— PASSAGE —
========================================
New Bishop Museum exhibit highlights modern and traditional weaving in Hawaii

2005

If you spotted a hala (pandanus or screw pine) plant in Hawaii and didn’t know any better, it would be easy to discount it as just another tropical plant. But this strange looking vegetation—twisted and palm-like in appearance with pineapple-shaped fruits and hovering in size somewhere between a tree and a shrub—has been a significant cultural mainstay here for millennia.

Early Hawaiians wove the fibrous and easy-to-rip lau hala (hala leaves) into thatch for houses, floor mats, baskets, and even loincloths. Lau hala sails topped traditional voyaging canoes and played a significant role in linking Pacific Island cultures. Today, modern lau hala artisans continue the tradition of ulana (weaving), plaiting the plant into a myriad assortment of functional and aesthetic products.

The hala plant, including its many uses past and present, is the subject of the Honolulu-based Bishop Museum’s latest rotating exhibit: Nani I Ka Hala (Beauty of the Hala): Weaving Hawaii.” The new exhibit will be housed in the museum’s JM Long Gallery and opens this Sat., March 28.

 

A hala plant on Oahu. Photo: Wikimedia Commons.

The new exhibit promises many historical lau hala weavings, including a 16 ft. full-size traditional sail, the only one in the Bishop Museum’s collection and on display for the first time.

Interactive video installations will share the stories of modern lau hala artisans and demystify some of the tools and techniques they employ. Some of the more contemporary lau hala weavings housed in the new exhibit include: iPad covers, handbags, eyeglass cases and hats, including the personal lau hala hat collection of Bernice Pauahi Bishop, the museum’s namesake and the last descendant of the royal Kamehameha family.

One section of the display will also explore the future of the hala plant in Hawaii and will detail emerging partnerships between weavers and biologists as the plant faces a new invasive insect threat.

Want try your hand at hala weaving and make something you can take home? Visitors can join in daily, guided workshops and learn how to make a small woven hala piece or bracelet.
========================================
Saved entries
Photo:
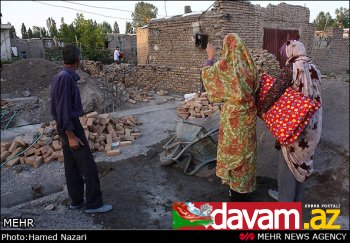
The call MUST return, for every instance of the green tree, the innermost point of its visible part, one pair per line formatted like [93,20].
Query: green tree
[66,32]
[12,30]
[51,27]
[143,13]
[324,20]
[43,32]
[116,27]
[30,33]
[36,32]
[342,17]
[24,32]
[129,29]
[106,27]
========================================
— TO DO —
Set down, word for word, the part of the hala exhibit article from "Early Hawaiians wove" to "Sat., March 28.".

— REPLY —
Early Hawaiians wove the fibrous and easy-to-rip lau hala (hala leaves) into thatch for houses, floor mats, baskets, and even loincloths. Lau hala sails topped traditional voyaging canoes and played a significant role in linking Pacific Island cultures. Today, modern lau hala artisans continue the tradition of ulana (weaving), plaiting the plant into a myriad assortment of functional and aesthetic products.

The hala plant, including its many uses past and present, is the subject of the Honolulu-based Bishop Museum’s latest rotating exhibit: Nani I Ka Hala (Beauty of the Hala): Weaving Hawaii.” The new exhibit will be housed in the museum’s JM Long Gallery and opens this Sat., March 28.